INFORMATION SUPPLIED:
* * * * *

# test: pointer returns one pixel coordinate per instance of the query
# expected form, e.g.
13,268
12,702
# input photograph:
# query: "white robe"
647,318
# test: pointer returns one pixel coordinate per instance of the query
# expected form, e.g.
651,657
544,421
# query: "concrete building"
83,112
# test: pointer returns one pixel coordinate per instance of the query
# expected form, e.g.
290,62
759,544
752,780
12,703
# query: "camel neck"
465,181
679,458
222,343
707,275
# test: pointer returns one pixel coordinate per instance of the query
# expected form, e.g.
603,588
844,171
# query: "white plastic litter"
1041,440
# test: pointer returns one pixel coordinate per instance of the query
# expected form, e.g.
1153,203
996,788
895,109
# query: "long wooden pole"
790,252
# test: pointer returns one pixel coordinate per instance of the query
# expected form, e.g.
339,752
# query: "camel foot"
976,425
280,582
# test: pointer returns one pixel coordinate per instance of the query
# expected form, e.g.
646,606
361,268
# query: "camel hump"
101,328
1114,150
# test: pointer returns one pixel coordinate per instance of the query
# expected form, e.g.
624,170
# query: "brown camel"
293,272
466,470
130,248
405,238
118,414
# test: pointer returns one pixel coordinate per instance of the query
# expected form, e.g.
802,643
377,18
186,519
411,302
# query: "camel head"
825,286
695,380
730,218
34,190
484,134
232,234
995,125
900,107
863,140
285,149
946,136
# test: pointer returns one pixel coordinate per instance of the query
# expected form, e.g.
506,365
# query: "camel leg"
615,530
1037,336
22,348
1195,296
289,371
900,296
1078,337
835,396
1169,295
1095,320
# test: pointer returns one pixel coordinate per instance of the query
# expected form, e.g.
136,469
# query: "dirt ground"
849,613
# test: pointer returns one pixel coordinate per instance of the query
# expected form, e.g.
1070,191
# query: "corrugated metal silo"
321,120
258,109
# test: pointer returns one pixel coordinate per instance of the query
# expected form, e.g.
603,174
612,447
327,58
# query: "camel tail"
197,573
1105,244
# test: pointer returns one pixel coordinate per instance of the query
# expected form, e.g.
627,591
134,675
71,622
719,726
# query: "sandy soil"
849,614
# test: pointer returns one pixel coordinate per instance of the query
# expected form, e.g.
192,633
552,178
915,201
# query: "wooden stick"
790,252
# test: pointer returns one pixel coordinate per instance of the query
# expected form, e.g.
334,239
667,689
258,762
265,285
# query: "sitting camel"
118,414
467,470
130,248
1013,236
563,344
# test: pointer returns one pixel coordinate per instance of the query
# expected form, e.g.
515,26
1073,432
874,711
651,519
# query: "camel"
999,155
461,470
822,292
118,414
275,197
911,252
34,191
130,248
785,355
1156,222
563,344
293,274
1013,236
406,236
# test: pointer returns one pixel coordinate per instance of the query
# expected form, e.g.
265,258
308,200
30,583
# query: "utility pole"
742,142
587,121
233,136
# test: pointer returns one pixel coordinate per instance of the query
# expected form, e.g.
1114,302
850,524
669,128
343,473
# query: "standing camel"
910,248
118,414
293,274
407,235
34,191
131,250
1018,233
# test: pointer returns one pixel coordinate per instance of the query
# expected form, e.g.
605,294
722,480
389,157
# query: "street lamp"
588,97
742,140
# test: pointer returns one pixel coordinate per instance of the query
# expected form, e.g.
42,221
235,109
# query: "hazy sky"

* * * * *

The data should be printed again exactly, line for line.

# test: pointer returns one pixel coordinate per instance of the query
# expected form, e.g.
13,268
12,702
# input photograph:
# query: "white robe"
647,318
# test: pointer returns one pixel coordinate per instance of the query
# expected form, e.g.
651,657
544,421
# query: "concrete building"
83,112
# test: pointer returns one pixel coordinate per instance of the query
# expected form, e.g.
290,62
759,544
752,780
12,703
# query: "camel neck"
465,181
679,458
222,343
707,275
# test: pointer returns one pixel coordinate per instance of the query
# expected form, e.g.
603,588
844,171
# query: "white plastic litter"
1041,440
# test: pointer returns one pixel coordinate per instance of the query
# expected form, e.g.
1153,203
996,788
895,109
# query: "long wooden pole"
790,252
# test: pointer returns one pixel coordinate per instance of the query
# expected form, e.g.
339,752
# query: "camel foot"
976,425
280,582
# test: pointer returns one pixel coordinate per instance of the query
# expected form, e.g.
646,606
361,268
# query: "camel hump"
101,328
1114,150
# test: pointer returns one pixel coordinate per instance of the query
# expected form, e.g.
624,170
# query: "brown camel"
293,272
466,470
130,248
405,238
118,414
# test: pointer returns one pixel coordinate per instance of the query
# expected form, e.g.
802,643
377,18
186,519
411,302
# query: "camel head"
825,286
695,380
730,218
34,190
484,134
232,234
995,125
900,107
863,140
285,149
946,136
# test: pointer returns one pixel coordinate per instance of the query
# expected form, e.g.
506,365
# query: "camel leg"
615,530
1037,336
22,348
1195,296
289,371
900,296
1078,337
835,396
1169,295
1095,320
# test: pointer returns one pixel coordinate per instance of the query
# expected form, e.g.
136,469
# query: "dirt ground"
849,613
# test: pointer returns one pixel coordinate per instance of the query
# expected form, e.g.
1070,191
# query: "corrugated metal silo"
321,120
258,109
# test: pointer returns one pixel coordinate per instance of the query
# expected form, e.g.
603,174
612,447
327,58
# query: "camel tail"
197,573
1105,244
# test: pointer returns one pixel coordinate per instance of the query
# expected form, e.g.
627,591
134,675
71,622
719,726
# query: "sandy soil"
849,614
# test: pointer returns one pixel coordinate per instance of the query
# expected form, e.g.
192,633
552,178
915,201
# query: "wooden stick"
790,252
# test: pointer returns one pixel coordinate per instance of the query
# expected form, e.g.
334,239
667,689
258,762
265,285
# query: "sitting camel"
118,414
467,470
130,248
1013,236
563,344
# test: pointer returns one pixel coordinate per instance of the query
# expected form, e.g.
515,26
1073,432
874,711
651,519
# query: "camel"
999,155
461,470
822,292
118,414
275,197
911,252
34,191
130,248
785,355
1156,222
563,344
293,274
1013,236
406,236
# test: pointer returns one pixel coordinate per instance of the query
# expected form, e.g.
265,258
308,200
30,583
# query: "utility pole"
742,142
587,121
233,136
# test: pointer returns one pixel coordinate per instance of the query
# expected form, e.g.
1114,302
850,524
669,128
343,473
# query: "standing camel"
910,248
118,414
293,274
407,235
34,191
131,250
1018,233
# test: pointer returns one pixel coordinate per instance of the query
# expected form, e.g.
605,294
722,480
389,157
# query: "street lamp"
588,97
742,140
# test: pointer returns one pixel coordinate per instance of the query
# expected form, e.g.
42,221
235,109
# query: "hazy sky"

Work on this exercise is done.